**DOCUMENT PASSAGE**

•••••

Unless you know where to look – and that's in The Guardian.
Last week a fare left one in the back of the cab. It was old, wrinkled and well-thumbed.
The hummous was topped by lamb that had enjoyed a long slow marination, its warm juices running into the chick pea puree to superb effect. I often beat my own meat in the kitchen, so I can appreciate this
This would do to keep the seats clean, I thought, as I slowly applied the handbrake and pulled off the rank.
It was time to valet the cab after a week of night collar Christmas action; punters trooping through like Lewis's grotto and leaving a sticky fog of stale kebabs and chips, Paco Rabanne, spilled WKD and worse.
The Febreze wasn't up to this lot, although it does the job underarm when it gets sweaty on the bimble. Nor was the Henry. This was going to have to be a hand job.
I needed a sit-down for this, and that's when I saw the article written by some bird who works in one of the theatres. “My Merseyside” it was called, and it told you where to go and mentioned hookahs.
For the umpteenth time I wondered how come they never ask Fat Git where to go? The Guardian would do well to come to Liverpool and get tips from me. They could call it “A taxi driver's Merseyside”.
I may frequently be forced to blow my own horn, but let me tell you, I am a seasoned and well-travelled man of the world and therefore unusual in Liverpool. My opinions are trusted, my experience vast and, having been on incapacity benefit for 17 years, I have had plenty of practice brushing up on my typing skills – if you know what I mean.
I have also eaten in the finest restaurants that the international Michelin guide can throw up, and speaking of throwing up, the reason I found myself on my knees on the floor this day was all down to an accident that Kruger, my cousin Tony's dog, had had. I often have WAGs in the back, but not literally. Kruger gets travel sick. Either that or it was the box of Ferrero Rochers he'd robbed.

•••••

**DATASET EXCERPTS**
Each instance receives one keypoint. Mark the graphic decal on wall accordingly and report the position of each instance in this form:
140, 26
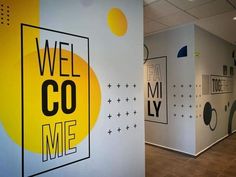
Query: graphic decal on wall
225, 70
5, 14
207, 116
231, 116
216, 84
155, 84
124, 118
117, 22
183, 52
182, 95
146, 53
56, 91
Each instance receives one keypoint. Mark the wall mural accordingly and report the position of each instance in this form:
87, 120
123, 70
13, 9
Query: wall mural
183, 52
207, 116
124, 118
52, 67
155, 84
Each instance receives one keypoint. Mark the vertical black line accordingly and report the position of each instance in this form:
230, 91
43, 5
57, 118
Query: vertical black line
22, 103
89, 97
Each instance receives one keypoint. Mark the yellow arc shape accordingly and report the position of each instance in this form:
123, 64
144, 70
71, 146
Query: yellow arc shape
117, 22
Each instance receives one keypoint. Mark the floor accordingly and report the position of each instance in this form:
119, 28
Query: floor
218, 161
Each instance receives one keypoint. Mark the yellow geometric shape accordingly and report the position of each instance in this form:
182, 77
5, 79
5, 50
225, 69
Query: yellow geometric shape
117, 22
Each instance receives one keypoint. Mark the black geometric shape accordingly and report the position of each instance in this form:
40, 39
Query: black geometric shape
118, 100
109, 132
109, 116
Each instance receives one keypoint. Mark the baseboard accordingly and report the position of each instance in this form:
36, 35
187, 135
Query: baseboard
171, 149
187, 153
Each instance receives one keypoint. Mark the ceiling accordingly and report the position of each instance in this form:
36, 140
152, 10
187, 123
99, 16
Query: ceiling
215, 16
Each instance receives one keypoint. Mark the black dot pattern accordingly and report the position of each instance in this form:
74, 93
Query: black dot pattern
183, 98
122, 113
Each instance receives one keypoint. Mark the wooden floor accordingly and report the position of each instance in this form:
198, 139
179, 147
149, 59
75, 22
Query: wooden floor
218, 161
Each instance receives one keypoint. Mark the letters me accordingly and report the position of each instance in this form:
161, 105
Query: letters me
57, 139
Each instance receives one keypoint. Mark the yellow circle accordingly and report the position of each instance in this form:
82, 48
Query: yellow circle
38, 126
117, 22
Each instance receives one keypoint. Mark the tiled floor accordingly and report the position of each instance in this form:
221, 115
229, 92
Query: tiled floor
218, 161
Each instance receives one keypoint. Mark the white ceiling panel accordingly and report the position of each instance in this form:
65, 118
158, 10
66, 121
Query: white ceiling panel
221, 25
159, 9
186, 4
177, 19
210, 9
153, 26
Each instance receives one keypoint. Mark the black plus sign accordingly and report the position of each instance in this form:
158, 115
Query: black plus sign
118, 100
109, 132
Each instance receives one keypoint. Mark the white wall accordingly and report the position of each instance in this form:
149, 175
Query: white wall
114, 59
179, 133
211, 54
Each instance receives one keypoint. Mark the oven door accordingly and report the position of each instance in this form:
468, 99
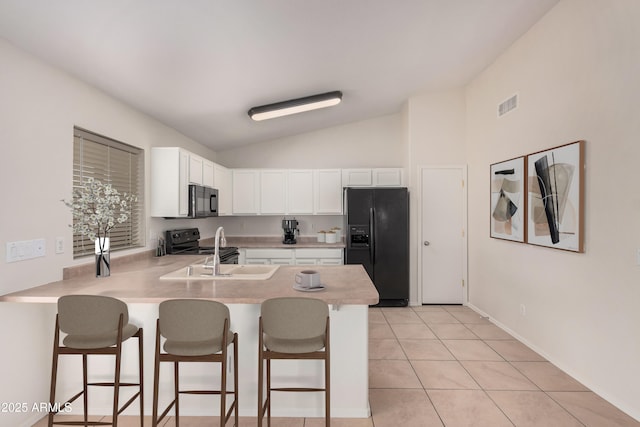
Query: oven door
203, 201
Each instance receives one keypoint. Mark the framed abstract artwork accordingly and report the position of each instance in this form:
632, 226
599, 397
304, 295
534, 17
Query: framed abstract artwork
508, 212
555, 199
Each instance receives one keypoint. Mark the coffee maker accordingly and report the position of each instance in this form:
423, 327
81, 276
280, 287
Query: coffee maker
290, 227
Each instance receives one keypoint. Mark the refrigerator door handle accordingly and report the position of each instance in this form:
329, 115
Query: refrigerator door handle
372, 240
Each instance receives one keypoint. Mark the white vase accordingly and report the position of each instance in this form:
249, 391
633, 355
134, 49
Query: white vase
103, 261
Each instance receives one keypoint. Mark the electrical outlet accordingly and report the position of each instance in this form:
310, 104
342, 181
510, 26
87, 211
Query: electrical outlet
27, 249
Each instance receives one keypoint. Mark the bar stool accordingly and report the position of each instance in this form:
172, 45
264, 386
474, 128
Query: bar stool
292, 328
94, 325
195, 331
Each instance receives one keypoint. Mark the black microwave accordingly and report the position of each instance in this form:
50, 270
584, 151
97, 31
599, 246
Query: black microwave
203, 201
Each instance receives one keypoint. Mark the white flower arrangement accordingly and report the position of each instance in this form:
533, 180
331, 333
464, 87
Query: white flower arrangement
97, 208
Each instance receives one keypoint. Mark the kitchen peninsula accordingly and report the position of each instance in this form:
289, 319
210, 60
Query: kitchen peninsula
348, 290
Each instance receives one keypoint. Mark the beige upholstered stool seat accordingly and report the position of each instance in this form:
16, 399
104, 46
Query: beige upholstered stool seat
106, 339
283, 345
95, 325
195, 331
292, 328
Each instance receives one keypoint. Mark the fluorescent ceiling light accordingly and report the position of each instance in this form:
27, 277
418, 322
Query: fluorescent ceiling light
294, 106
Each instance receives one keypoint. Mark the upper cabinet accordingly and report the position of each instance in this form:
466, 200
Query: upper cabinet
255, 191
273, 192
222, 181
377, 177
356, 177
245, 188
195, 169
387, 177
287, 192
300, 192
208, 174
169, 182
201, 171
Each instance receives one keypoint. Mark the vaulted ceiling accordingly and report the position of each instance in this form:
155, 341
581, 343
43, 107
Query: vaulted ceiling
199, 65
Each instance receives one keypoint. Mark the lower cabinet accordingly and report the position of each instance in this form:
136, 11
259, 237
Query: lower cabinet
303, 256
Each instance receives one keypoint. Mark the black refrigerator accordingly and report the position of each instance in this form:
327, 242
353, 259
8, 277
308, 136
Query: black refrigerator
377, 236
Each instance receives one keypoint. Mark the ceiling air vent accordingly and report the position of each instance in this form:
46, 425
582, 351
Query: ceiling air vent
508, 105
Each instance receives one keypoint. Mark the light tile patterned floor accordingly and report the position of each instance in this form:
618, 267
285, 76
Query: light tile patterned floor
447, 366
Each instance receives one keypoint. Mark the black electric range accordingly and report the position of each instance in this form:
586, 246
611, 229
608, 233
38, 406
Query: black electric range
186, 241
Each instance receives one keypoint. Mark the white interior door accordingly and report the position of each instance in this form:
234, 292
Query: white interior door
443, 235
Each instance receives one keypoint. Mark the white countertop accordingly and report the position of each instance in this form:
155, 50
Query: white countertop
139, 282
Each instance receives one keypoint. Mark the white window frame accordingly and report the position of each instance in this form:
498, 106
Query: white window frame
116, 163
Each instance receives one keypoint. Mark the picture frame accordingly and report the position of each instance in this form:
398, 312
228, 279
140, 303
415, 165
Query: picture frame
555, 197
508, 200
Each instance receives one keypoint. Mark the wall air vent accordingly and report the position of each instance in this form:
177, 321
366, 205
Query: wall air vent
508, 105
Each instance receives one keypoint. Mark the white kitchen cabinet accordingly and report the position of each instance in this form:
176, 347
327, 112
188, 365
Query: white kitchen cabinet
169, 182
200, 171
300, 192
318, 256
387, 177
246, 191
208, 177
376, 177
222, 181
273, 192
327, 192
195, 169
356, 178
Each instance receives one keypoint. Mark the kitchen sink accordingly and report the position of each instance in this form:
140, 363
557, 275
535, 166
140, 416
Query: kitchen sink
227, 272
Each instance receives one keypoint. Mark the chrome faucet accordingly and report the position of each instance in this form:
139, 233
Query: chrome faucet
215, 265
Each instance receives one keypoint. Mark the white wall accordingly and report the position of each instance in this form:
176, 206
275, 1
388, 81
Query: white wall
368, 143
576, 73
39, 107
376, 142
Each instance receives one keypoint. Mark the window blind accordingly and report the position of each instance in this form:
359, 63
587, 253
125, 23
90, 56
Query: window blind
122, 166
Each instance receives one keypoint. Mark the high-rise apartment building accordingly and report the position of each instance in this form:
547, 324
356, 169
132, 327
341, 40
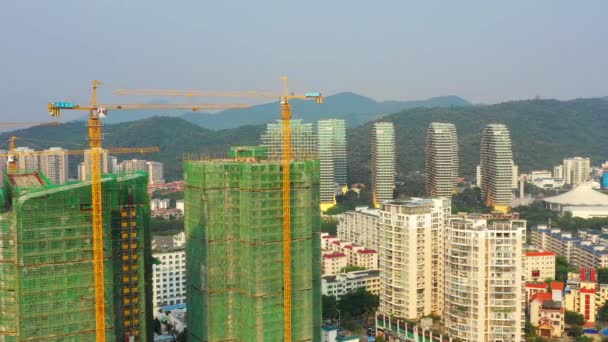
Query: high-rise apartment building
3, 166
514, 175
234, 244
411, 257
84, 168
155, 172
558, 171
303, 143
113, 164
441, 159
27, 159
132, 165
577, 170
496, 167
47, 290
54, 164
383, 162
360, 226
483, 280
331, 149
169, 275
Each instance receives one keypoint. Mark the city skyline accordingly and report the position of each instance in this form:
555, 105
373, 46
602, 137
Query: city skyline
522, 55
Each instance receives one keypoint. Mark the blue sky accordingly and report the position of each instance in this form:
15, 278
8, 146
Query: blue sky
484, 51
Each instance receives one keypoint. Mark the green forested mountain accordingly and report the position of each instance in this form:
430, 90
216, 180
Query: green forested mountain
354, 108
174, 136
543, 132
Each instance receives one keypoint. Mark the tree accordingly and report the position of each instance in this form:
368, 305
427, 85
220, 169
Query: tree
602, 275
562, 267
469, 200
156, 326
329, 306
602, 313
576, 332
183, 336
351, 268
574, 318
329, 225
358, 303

•••••

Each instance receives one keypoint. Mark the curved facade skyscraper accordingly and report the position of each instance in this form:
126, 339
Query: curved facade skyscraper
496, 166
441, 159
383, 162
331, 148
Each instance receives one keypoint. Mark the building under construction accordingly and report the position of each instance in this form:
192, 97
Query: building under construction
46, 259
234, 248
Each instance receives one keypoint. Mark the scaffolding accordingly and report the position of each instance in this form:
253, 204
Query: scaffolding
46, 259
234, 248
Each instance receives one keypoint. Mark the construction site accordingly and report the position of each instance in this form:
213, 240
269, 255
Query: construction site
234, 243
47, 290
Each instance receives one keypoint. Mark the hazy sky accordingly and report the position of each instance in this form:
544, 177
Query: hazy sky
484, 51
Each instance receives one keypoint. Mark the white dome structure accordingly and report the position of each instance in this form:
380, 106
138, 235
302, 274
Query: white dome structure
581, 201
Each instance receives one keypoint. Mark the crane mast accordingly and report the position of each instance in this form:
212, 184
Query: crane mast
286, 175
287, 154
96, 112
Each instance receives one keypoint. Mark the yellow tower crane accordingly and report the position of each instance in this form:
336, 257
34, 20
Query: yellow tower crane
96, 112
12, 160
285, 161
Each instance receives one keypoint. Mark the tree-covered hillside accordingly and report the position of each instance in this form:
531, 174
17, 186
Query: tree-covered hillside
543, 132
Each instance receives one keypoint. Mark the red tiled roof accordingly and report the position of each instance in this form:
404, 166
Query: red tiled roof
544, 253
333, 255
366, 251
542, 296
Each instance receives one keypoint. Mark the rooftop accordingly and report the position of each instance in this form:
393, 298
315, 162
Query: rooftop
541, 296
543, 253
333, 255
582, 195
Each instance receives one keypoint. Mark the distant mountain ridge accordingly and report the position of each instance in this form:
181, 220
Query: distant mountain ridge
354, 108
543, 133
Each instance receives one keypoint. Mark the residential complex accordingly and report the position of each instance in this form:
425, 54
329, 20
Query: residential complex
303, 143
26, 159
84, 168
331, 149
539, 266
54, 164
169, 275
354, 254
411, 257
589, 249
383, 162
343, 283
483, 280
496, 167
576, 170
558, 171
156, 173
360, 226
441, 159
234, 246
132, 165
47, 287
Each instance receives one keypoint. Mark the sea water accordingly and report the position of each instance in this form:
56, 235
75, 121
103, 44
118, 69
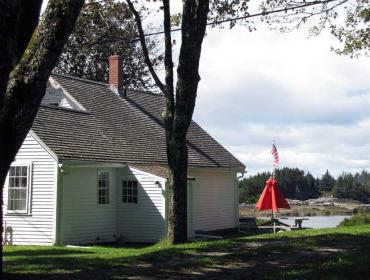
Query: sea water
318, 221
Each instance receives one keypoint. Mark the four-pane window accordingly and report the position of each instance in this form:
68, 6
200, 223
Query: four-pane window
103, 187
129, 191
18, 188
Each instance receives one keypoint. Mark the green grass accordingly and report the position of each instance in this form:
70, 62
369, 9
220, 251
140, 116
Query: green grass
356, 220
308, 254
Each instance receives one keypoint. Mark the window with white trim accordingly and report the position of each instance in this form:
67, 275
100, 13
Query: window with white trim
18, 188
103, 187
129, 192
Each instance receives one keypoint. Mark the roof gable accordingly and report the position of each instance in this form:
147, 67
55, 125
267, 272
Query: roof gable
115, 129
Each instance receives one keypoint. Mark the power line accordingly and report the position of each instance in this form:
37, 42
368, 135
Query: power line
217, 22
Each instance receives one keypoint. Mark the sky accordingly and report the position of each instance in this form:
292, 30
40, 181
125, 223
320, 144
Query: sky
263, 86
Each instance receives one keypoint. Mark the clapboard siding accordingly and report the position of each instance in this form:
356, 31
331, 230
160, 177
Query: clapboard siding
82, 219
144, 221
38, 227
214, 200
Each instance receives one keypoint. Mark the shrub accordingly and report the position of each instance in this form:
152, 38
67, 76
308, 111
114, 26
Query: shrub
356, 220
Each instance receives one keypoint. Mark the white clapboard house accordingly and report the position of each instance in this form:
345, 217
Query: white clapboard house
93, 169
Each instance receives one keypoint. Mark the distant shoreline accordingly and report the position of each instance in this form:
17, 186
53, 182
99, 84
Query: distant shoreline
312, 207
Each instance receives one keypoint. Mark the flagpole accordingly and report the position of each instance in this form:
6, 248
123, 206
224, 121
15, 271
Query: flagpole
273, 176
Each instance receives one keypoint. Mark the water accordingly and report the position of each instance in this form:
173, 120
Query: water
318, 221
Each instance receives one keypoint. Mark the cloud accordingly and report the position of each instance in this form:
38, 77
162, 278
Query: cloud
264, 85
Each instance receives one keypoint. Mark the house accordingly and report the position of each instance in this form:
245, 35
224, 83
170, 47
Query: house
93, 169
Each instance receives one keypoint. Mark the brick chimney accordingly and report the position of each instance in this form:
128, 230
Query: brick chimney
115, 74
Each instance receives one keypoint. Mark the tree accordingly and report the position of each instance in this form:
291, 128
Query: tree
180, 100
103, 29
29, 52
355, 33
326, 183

•••••

**TASK LIST**
[1] Summarize the taxi driver's column in two sentences.
[2] In the taxi driver's column, what is the name of the dog that had the accident?
[3] Proceed with the taxi driver's column, picking up after its final sentence.

**EXERCISE RESULTS**
[1] While cleaning the cab after a busy Christmas week, the narrator comes across a "My Merseyside" article in a copy of The Guardian that a fare left behind and wonders why the paper never asks Fat Git where to go. The narrator calls himself a seasoned, well-traveled man of the world and explains that the cleaning was needed because Kruger, his cousin Tony's dog, had had an accident in the cab.

[2] Kruger, the dog belonging to the narrator's cousin Tony.

[3]
All over the seat. All credit to him though: he'd done a good job of “hoovering” it all up again himself. If only the Victoria Street fares were as thoughtful. He'd growled at me when I tried to intervene. But what was left wasn't getting any better.
I continued rubbing away feverishly. I would be needing a bucket at this rate. Not just a roll of Andrex.
Could I be doing with it? No. Not when the bird in the paper was going on about this restaurant called Sahara. To quote: “Situated directly behind the Everyman is this excellent Lebanese restaurant. The food is fantastically fresh, the portions enormous, the prices very reasonable and the atmosphere unique, with hubba-bubba pipes aplenty: the scene of many a cast party. BYO wine. 36 Townsend Lane, 0151 260 1608.”
Now I don't know about you, but 36 Townsend Lane, 0151 260 1608, is NOT behind the Everyman. Not unless they've moved the Everyman to Walton. And they accuse cabbies of taking people around the houses.
The gaffer on here told me it's so off the radar that the London Guardian probably couldn't check it so just went to Google Maps. Maybe Sahara was a mirage in Walton, she chuckled softly before hanging up abruptly in the middle of things.
Once again, I was forced to take matters into my own hands.
Saharaa is in Arrad Street. And I didn't need sat nav to find this oasis. It doesn't sell alcohol and neither does the open-all-hours shop next door.
“I can do you a couple of cans of Red Bull,” the lad in there offered.
“How old d'you think we are? 17?” retorted our kid Tony.
It's called Saharaa, with two As, not one.
It was excellent.
Huge, cheap portions of delicious, fresh food. Mezzes with kick, hummous with zest, king prawns with succulence and the size of a fat thumb. Moreish sausages that are spicy. Moorish kebabs that are tender and meaty. It's all cooked perfectly.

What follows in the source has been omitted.